TASK DIRECTIONS:
Reproduce, word for word, the stretch of the passage on clinical trial registration for Indian medical journals from "The ICMJE statement also" through "ethics review (8).".

Authors working in India prefer to submit their better work to an international journal when their work reveals important conclusions. Reports published in Indian medical journals are usually of lesser therapeutic impact.
The situation is unlikely to change with the ICMJE statement. One might argue that if Indian medical journals do not insist on prior registration, our journals will attract trial reports, which would have otherwise gone to North American and British journals. However, it is unlikely that clinicians in the West will start submitting reports to Indian journals. Pharmaceutical companies will still want their trials to be published in western journals for the impact it will have on the sale of their products.
However, if clinical trial registration becomes mandatory in India, it could have an impact on the quality of research done here. It might initially dampen the enthusiasm of medical students but it would eventually elevate the standard of research, as researchers would be forced to plan better studies since their protocols would be open to criticism. The number of poorly designed studies will certainly come down if ICMJE criteria are followed; these criteria include publication of the entire protocol, including sample size, before recruitment of the first subject begins (1). This will force the academic and moral introspection necessary to improve standards of research in medical colleges.
The ICMJE statement also insists on ethics committee clearance for these trials (1). Perhaps Indian medical journal editors could do what the Indian Council for Medical Research (ICMR) has been unable to do; the ICMR’s ethical guidelines on biomedical research (7) have not prevented the conduct of clinical trials without ethics committee clearance. The mistaken notion that only clinical trials with a drug require ethical clearance has permitted thousands of studies testing new kits, psychotherapy, interventions using implants, surgery etc., being done in medical colleges and other institutions all over India without any research ethics review (8).
In fact not only could editors accept the ICMJE statement, but also following the guidelines laid out in the statement could be a prerequisite for funding by national agencies, award of degrees (if the trial formed part of a thesis) and even presentation at conferences.

DATA BELOW:
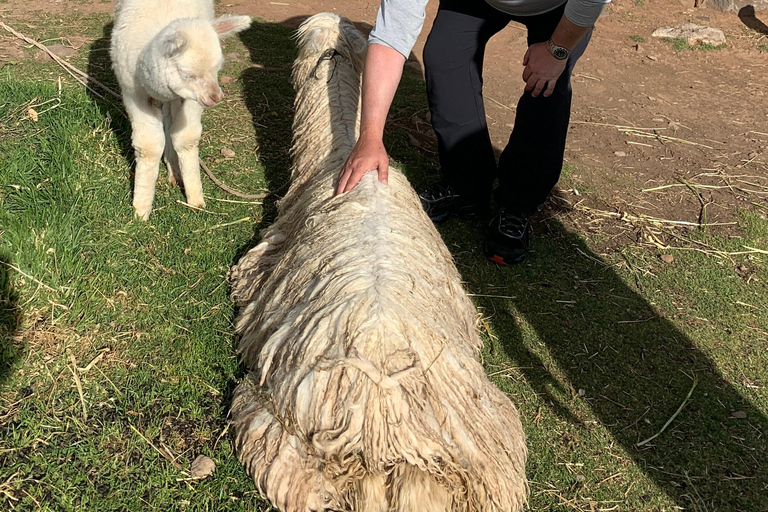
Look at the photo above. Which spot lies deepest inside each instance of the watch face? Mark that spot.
(558, 52)
(561, 53)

ANSWER SPACE:
The ICMJE statement also insists on ethics committee clearance for these trials (1). Perhaps Indian medical journal editors could do what the Indian Council for Medical Research (ICMR) has been unable to do; the ICMR’s ethical guidelines on biomedical research (7) have not prevented the conduct of clinical trials without ethics committee clearance. The mistaken notion that only clinical trials with a drug require ethical clearance has permitted thousands of studies testing new kits, psychotherapy, interventions using implants, surgery etc., being done in medical colleges and other institutions all over India without any research ethics review (8).